_TASK TO CARRY OUT_.
Locate each line in the items below that contains the string "woman", and copy every such line in full.

• • •

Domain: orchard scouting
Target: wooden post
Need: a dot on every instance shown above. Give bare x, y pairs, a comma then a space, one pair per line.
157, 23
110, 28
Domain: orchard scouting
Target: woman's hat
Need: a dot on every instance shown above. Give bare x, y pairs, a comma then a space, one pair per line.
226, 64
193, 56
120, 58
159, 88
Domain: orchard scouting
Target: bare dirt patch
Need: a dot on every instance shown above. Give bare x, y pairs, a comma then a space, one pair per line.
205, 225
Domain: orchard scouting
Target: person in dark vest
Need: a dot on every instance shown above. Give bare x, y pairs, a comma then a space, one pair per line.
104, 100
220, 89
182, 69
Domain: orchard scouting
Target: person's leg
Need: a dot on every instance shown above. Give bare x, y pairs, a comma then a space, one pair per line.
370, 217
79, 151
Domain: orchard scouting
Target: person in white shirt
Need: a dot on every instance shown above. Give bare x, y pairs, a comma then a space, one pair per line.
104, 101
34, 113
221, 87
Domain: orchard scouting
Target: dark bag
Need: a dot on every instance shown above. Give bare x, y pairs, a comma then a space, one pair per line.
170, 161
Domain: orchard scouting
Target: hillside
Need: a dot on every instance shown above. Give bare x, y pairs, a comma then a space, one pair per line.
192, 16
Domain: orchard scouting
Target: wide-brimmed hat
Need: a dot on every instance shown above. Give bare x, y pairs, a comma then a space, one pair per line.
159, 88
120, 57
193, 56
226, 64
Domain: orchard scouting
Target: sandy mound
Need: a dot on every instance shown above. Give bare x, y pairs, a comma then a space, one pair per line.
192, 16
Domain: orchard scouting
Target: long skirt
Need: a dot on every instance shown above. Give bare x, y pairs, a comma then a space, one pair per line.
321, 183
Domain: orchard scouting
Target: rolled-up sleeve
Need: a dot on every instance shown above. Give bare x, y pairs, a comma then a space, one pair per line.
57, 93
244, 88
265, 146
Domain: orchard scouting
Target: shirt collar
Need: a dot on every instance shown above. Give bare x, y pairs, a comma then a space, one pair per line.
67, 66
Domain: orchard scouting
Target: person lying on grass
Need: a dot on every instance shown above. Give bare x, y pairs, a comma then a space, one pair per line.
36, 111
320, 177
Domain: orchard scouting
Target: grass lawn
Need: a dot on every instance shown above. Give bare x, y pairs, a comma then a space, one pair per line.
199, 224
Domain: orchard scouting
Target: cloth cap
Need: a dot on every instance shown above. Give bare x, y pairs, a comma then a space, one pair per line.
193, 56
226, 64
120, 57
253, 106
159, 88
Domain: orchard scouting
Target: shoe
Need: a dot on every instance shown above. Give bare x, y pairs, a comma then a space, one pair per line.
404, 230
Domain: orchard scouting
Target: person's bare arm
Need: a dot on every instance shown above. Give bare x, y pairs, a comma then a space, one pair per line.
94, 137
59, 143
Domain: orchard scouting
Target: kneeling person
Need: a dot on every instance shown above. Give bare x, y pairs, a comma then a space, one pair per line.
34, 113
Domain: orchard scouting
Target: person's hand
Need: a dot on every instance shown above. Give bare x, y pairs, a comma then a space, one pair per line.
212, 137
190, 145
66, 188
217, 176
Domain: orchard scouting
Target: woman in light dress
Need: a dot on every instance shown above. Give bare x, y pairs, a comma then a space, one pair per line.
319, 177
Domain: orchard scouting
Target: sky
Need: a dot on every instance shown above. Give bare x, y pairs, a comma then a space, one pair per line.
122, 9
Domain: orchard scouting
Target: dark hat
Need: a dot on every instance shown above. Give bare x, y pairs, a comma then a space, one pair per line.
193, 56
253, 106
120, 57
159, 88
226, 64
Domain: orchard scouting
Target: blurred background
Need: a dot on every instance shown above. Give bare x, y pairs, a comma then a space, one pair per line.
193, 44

• • •

_THE SOLUTION_.
Target: woman's hat
Target: woman in light dress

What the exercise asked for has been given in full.